Source text:
Figure 1: Four intricately connected components of CTA’s RDMS


To demonstrate how CTA projects are matching the Centre’s corporate targets and to enhance project data integrity, consistency and accuracy, a results data management initiative has been launched.

From a strategic perspective, the goals for investing in a strong monitoring and evaluation (M&E) system for CTA, or any development agency, whether operating at local, national, regional or international level, are four-fold; to promote accountability, learning, decision-making and visibility. While, in principle, there is overwhelming support for M&E in the development community, most, if not all organisations still find it challenging to build and maintain a fully functioning M&E system that fulfils these ambitious goals.

Data section:
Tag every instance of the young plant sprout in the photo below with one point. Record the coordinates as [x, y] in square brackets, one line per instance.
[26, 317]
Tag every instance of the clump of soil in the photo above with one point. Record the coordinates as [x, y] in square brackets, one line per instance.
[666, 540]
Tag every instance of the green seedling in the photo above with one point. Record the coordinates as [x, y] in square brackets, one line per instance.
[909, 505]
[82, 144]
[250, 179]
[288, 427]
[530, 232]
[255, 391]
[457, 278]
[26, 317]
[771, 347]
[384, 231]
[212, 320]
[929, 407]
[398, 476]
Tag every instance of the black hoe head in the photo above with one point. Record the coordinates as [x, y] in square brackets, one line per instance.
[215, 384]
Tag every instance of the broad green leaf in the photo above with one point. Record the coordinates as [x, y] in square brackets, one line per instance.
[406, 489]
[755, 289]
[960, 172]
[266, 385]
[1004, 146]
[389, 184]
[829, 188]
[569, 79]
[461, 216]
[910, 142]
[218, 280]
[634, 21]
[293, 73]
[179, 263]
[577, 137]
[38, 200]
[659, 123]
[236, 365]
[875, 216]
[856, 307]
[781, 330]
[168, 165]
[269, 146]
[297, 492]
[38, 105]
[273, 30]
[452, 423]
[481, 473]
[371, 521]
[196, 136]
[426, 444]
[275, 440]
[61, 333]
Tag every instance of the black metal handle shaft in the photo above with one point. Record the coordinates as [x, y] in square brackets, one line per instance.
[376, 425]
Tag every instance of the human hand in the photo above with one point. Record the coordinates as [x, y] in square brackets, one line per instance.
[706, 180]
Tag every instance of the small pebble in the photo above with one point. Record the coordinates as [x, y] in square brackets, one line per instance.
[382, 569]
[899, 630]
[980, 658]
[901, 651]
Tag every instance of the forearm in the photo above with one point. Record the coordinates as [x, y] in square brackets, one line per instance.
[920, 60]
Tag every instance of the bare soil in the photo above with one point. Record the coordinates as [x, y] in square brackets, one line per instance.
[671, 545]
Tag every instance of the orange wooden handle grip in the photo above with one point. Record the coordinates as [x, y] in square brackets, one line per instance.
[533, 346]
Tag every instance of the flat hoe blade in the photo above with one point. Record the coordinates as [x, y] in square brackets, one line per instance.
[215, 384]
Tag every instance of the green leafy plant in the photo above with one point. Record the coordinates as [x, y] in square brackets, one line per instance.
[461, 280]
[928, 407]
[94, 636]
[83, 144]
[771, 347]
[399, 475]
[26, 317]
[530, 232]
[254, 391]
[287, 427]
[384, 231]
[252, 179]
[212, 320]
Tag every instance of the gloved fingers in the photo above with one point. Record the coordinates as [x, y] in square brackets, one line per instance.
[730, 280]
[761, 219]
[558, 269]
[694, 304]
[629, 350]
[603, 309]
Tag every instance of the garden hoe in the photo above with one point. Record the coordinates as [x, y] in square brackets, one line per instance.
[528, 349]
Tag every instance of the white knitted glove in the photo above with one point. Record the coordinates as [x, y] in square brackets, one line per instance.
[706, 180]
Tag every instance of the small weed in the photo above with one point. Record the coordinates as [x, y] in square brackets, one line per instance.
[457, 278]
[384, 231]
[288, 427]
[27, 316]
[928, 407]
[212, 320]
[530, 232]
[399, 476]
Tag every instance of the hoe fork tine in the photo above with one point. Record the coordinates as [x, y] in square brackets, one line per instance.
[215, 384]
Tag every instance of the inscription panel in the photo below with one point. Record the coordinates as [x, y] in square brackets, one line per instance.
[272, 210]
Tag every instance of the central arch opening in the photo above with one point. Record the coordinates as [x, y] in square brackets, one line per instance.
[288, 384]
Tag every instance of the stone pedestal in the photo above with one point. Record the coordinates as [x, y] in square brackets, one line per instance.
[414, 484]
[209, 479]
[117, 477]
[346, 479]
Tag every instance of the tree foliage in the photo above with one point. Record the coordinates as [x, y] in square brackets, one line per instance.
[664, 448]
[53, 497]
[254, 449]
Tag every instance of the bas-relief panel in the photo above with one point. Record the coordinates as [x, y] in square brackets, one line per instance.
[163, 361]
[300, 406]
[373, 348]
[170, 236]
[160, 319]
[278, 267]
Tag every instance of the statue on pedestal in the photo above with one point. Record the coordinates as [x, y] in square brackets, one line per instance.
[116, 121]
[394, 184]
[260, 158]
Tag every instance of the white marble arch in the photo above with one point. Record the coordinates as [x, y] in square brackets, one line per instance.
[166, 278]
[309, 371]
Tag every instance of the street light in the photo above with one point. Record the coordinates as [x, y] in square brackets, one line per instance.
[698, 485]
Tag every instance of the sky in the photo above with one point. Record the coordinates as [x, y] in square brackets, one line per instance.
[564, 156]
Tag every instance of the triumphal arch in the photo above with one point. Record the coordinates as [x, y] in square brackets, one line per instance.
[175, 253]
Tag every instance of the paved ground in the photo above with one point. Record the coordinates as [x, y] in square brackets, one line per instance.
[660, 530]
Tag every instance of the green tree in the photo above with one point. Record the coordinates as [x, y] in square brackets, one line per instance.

Directives:
1 > Reproduce the passage in the CTA monitoring and evaluation text starting at "Figure 1: Four" and ending at "these ambitious goals.".
2 > According to the CTA monitoring and evaluation text, what are the four goals for investing in a strong M&E system?
3 > Pick up the CTA monitoring and evaluation text from its final sentence and keep writing.
The data plays no part in this work.

Results:
1 >
Figure 1: Four intricately connected components of CTA’s RDMS


To demonstrate how CTA projects are matching the Centre’s corporate targets and to enhance project data integrity, consistency and accuracy, a results data management initiative has been launched.

From a strategic perspective, the goals for investing in a strong monitoring and evaluation (M&E) system for CTA, or any development agency, whether operating at local, national, regional or international level, are four-fold; to promote accountability, learning, decision-making and visibility. While, in principle, there is overwhelming support for M&E in the development community, most, if not all organisations still find it challenging to build and maintain a fully functioning M&E system that fulfils these ambitious goals.

2 > To promote accountability, learning, decision-making and visibility.

3 >
Until recently, one of CTA’s main M&E challenges has revolved around the need to demonstrate precisely how a sizeable number of projects contribute to its corporate logframe targets; the solution has been data visualisation. The adoption of Microsoft’s Business Intelligence (Power BI) package for data visualisation has been one element of CTA’s recently-developed Results Data Management System (RDMS), which focuses primarily on M&E. The RDMS initiative, which was launched in January 2019, has also refined and coded project-specific logframe indicators, and adapted the project monitoring functionalities in CTA’s main project management database (known as DELTA).

Refining and coding of project-specific logframe indicators

CTA’s Learning, Monitoring and Evaluation (LME) Unit embarked on a centre-wide exercise in February 2019, with the aim of updating 35 project-specific logframes and promoting stronger alignment between project-level indicators and the indicators in the corporate logframe – which had been updated in 2018 with approval from the European Commission. This involved several measures (depicted by the components in top left segment of Figure 1), including:

  • Making sure that project-specific indicators comply fully with SMART (specific, measurable, achievable, relevant and time-bound) criteria, and are allowed a degree of flexibility in designing logframes to make sure that the indicators reflected each project’s theory of change;
  • Assigning a unique code to each project-specific indicator to facilitate the aggregation of values at corporate level; and
  • Specifying whether each project-level indicator had a direct or indirect relationship with a corresponding indicator in the corporate logframe.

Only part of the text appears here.